- **INSTRUCTIONS TO FOLLOW**: Reproduce the post on Wigan Council's use of digital services and data below, word for word and in full.

- **DOCUMENT TEXT**:
-------------------------
Written by Alison McKenzie-Folan, Deputy Chief Executive at Wigan Council

Wigan Council in Greater Manchester is utilising its digital interactions and data to transform its relationship with its residents and communities.

The Council, recently named the Local Government Chronicle’s ‘Digital Council of the Year’, has a wide-ranging digital strategy to drive behaviour change. In this post Alison Mckenzie-Folan, Deputy Chief Executive, describes how big data is transforming, enhancing and even extending lives.

Since councils were founded in the 19th century they have existed to serve their communities.

But how best do they achieve that service in this era of fast-paced digital change?

At Wigan Council, where we provide more than 700 services to a population of 320,000 residents, we have been passionate about digital for some years and the power it holds for transforming services and residents’ lives.

The power of digital is integral to our deal with our residents – an informal agreement promoting self-reliance and community participation – and our aspirations for healthier, cleaner and happier communities. One obvious example of how we are using data effectively is via online personal accounts, called ‘MyAccount,’ which have 49,000 sign ups so far.

Tailored content

Through MyAccount we can build up a richer picture of our residents and the services they consume. We provide tailored content, advice and guidance about services and use this data to develop services and a different relationship with our community.
-------------------------
- **MATERIAL PROVIDED**:

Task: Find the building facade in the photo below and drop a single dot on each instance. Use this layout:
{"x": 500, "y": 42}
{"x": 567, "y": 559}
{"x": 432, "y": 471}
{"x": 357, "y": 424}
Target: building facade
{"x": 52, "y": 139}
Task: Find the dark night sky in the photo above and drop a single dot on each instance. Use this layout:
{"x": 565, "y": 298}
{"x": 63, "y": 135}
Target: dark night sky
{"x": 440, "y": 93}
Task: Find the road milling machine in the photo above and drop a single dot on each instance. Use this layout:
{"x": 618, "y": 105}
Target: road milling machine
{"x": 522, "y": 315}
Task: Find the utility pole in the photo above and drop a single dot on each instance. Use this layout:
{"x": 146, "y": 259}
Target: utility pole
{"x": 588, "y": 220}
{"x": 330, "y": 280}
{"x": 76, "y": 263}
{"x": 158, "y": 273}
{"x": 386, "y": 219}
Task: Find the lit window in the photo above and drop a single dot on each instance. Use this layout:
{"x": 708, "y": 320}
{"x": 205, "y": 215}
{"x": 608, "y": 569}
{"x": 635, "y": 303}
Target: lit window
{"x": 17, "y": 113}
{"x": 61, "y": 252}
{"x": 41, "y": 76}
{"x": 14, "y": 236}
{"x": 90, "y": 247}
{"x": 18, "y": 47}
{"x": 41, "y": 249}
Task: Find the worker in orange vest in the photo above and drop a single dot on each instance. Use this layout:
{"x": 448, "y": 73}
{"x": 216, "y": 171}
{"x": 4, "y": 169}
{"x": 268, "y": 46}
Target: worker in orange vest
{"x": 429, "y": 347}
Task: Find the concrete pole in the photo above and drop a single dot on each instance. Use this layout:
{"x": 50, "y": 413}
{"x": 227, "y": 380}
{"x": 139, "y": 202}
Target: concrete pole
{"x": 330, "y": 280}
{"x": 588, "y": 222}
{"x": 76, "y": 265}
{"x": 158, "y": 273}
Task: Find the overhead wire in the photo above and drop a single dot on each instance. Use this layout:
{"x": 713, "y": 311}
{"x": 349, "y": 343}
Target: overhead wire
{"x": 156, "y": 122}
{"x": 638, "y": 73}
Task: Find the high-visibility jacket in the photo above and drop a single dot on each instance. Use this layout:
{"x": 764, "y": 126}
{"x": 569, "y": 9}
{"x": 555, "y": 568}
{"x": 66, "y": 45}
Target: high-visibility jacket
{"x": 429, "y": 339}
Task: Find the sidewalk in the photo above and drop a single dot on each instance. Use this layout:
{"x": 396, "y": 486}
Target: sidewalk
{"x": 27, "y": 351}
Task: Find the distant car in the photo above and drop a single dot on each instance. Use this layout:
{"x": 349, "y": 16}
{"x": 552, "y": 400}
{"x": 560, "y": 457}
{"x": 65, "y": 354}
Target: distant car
-------------------------
- **SOLUTION**:
Written by Alison McKenzie-Folan, Deputy Chief Executive at Wigan Council

Wigan Council in Greater Manchester is utilising its digital interactions and data to transform its relationship with its residents and communities.

The Council, recently named the Local Government Chronicle’s ‘Digital Council of the Year’, has a wide-ranging digital strategy to drive behaviour change. In this post Alison Mckenzie-Folan, Deputy Chief Executive, describes how big data is transforming, enhancing and even extending lives.

Since councils were founded in the 19th century they have existed to serve their communities.

But how best do they achieve that service in this era of fast-paced digital change?

At Wigan Council, where we provide more than 700 services to a population of 320,000 residents, we have been passionate about digital for some years and the power it holds for transforming services and residents’ lives.

The power of digital is integral to our deal with our residents – an informal agreement promoting self-reliance and community participation – and our aspirations for healthier, cleaner and happier communities. One obvious example of how we are using data effectively is via online personal accounts, called ‘MyAccount,’ which have 49,000 sign ups so far.

Tailored content

Through MyAccount we can build up a richer picture of our residents and the services they consume. We provide tailored content, advice and guidance about services and use this data to develop services and a different relationship with our community.